##### PASSAGE TO READ #####
- From left to right: Bach, Sowards, Ciresi, Robinson and Justice

Studio album by 1GN
- Released: August 20, 2013
- Recorded: 2013
- Genre: Contemporary Christian music, power pop, pop rock
- Length: 33:55
- Label: Reunion
- Producer: Casey Brown, Jason Ingram, Joshua Silverberg, Jonathan Smith, Jon White, Kipp Williams

1GN chronology
|  | 1 Girl Nation (2013) | Unite (2016) |

Singles from 1 Girl Nation
- "While We're Young" Released: June 14, 2013;

= 1 Girl Nation (album) =

1 Girl Nation is the eponymous debut studio album by contemporary Christian music girl band 1GN, which was released on the Reunion Records label on August 20, 2013, and was produced by Casey Brown, Jason Ingram, Joshua Silverberg, Jonathan Smith, Jon White and Kipp Williams. The album has been met with commercial charting successes and positive criticism.
##### RECORDS FOR THE TASK #####
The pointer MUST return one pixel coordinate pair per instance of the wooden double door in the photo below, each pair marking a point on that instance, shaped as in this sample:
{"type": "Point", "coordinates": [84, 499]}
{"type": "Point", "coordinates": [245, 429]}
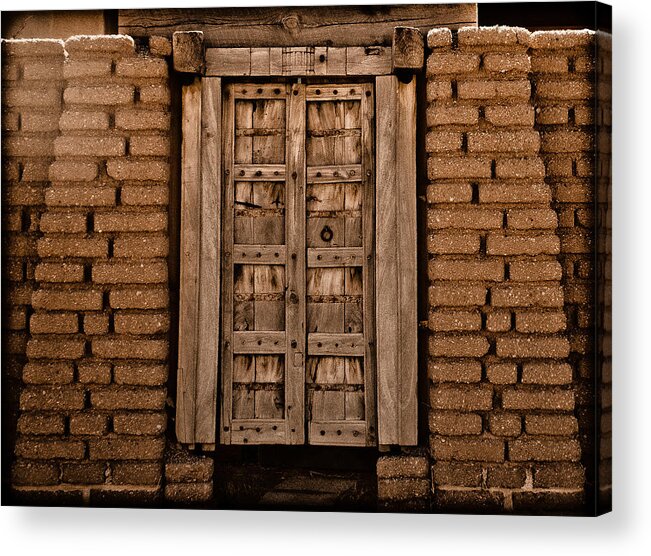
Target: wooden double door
{"type": "Point", "coordinates": [298, 229]}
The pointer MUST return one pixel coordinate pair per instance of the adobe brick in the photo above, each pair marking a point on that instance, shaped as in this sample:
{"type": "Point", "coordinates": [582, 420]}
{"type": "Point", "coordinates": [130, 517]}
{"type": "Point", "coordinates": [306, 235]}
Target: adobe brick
{"type": "Point", "coordinates": [96, 324]}
{"type": "Point", "coordinates": [141, 323]}
{"type": "Point", "coordinates": [461, 397]}
{"type": "Point", "coordinates": [506, 62]}
{"type": "Point", "coordinates": [50, 449]}
{"type": "Point", "coordinates": [518, 168]}
{"type": "Point", "coordinates": [69, 145]}
{"type": "Point", "coordinates": [453, 243]}
{"type": "Point", "coordinates": [502, 373]}
{"type": "Point", "coordinates": [486, 89]}
{"type": "Point", "coordinates": [464, 370]}
{"type": "Point", "coordinates": [511, 116]}
{"type": "Point", "coordinates": [131, 222]}
{"type": "Point", "coordinates": [502, 476]}
{"type": "Point", "coordinates": [449, 423]}
{"type": "Point", "coordinates": [119, 347]}
{"type": "Point", "coordinates": [140, 423]}
{"type": "Point", "coordinates": [93, 372]}
{"type": "Point", "coordinates": [37, 97]}
{"type": "Point", "coordinates": [438, 90]}
{"type": "Point", "coordinates": [476, 219]}
{"type": "Point", "coordinates": [457, 295]}
{"type": "Point", "coordinates": [27, 146]}
{"type": "Point", "coordinates": [135, 119]}
{"type": "Point", "coordinates": [527, 271]}
{"type": "Point", "coordinates": [551, 425]}
{"type": "Point", "coordinates": [139, 299]}
{"type": "Point", "coordinates": [100, 44]}
{"type": "Point", "coordinates": [76, 69]}
{"type": "Point", "coordinates": [72, 247]}
{"type": "Point", "coordinates": [549, 63]}
{"type": "Point", "coordinates": [540, 322]}
{"type": "Point", "coordinates": [58, 372]}
{"type": "Point", "coordinates": [126, 448]}
{"type": "Point", "coordinates": [451, 62]}
{"type": "Point", "coordinates": [143, 195]}
{"type": "Point", "coordinates": [447, 269]}
{"type": "Point", "coordinates": [558, 475]}
{"type": "Point", "coordinates": [514, 193]}
{"type": "Point", "coordinates": [441, 141]}
{"type": "Point", "coordinates": [503, 141]}
{"type": "Point", "coordinates": [467, 449]}
{"type": "Point", "coordinates": [74, 300]}
{"type": "Point", "coordinates": [33, 473]}
{"type": "Point", "coordinates": [560, 39]}
{"type": "Point", "coordinates": [449, 193]}
{"type": "Point", "coordinates": [533, 346]}
{"type": "Point", "coordinates": [552, 399]}
{"type": "Point", "coordinates": [141, 67]}
{"type": "Point", "coordinates": [388, 467]}
{"type": "Point", "coordinates": [552, 115]}
{"type": "Point", "coordinates": [566, 141]}
{"type": "Point", "coordinates": [39, 121]}
{"type": "Point", "coordinates": [505, 424]}
{"type": "Point", "coordinates": [458, 346]}
{"type": "Point", "coordinates": [439, 37]}
{"type": "Point", "coordinates": [546, 373]}
{"type": "Point", "coordinates": [41, 424]}
{"type": "Point", "coordinates": [447, 321]}
{"type": "Point", "coordinates": [138, 170]}
{"type": "Point", "coordinates": [498, 244]}
{"type": "Point", "coordinates": [72, 120]}
{"type": "Point", "coordinates": [88, 424]}
{"type": "Point", "coordinates": [83, 473]}
{"type": "Point", "coordinates": [141, 246]}
{"type": "Point", "coordinates": [498, 321]}
{"type": "Point", "coordinates": [151, 272]}
{"type": "Point", "coordinates": [438, 115]}
{"type": "Point", "coordinates": [51, 398]}
{"type": "Point", "coordinates": [155, 94]}
{"type": "Point", "coordinates": [105, 95]}
{"type": "Point", "coordinates": [54, 323]}
{"type": "Point", "coordinates": [535, 449]}
{"type": "Point", "coordinates": [66, 170]}
{"type": "Point", "coordinates": [124, 473]}
{"type": "Point", "coordinates": [456, 474]}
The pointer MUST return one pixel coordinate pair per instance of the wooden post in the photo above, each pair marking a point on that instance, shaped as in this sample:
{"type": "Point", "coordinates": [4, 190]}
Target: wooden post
{"type": "Point", "coordinates": [188, 52]}
{"type": "Point", "coordinates": [408, 49]}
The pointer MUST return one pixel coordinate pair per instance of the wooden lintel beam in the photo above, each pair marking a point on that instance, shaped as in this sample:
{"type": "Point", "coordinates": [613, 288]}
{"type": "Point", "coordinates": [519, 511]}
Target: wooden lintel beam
{"type": "Point", "coordinates": [408, 49]}
{"type": "Point", "coordinates": [188, 52]}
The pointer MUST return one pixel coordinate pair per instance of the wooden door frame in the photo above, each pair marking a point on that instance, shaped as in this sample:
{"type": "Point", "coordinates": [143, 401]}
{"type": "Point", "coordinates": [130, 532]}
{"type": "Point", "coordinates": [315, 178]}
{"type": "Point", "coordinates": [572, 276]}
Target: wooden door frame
{"type": "Point", "coordinates": [394, 70]}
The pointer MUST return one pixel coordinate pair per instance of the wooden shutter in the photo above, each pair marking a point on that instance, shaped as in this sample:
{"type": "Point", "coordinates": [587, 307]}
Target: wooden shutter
{"type": "Point", "coordinates": [200, 262]}
{"type": "Point", "coordinates": [397, 320]}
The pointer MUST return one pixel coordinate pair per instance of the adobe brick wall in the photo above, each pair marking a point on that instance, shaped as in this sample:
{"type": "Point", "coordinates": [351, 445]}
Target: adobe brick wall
{"type": "Point", "coordinates": [87, 189]}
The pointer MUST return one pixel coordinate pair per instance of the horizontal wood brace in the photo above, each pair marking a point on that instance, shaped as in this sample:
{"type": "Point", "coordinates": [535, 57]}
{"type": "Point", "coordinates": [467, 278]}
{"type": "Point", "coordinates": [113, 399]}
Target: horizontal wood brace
{"type": "Point", "coordinates": [259, 342]}
{"type": "Point", "coordinates": [259, 172]}
{"type": "Point", "coordinates": [338, 433]}
{"type": "Point", "coordinates": [334, 174]}
{"type": "Point", "coordinates": [335, 257]}
{"type": "Point", "coordinates": [259, 254]}
{"type": "Point", "coordinates": [336, 344]}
#####
(EXERCISES TO COMPLETE)
**a.** Which record label released the album described in the album article?
**b.** Identify every row that contains the string "frame", and copy each one. Treat uppercase and lowercase as different.
These rows have no connection to the album article.

(ANSWERS TO THE EXERCISES)
**a.** Reunion Records

**b.**
The pointer MUST return one pixel coordinate pair per instance of the wooden door frame in the photo above, each pair marking a point on that instance, shaped as in this sample:
Target: wooden door frame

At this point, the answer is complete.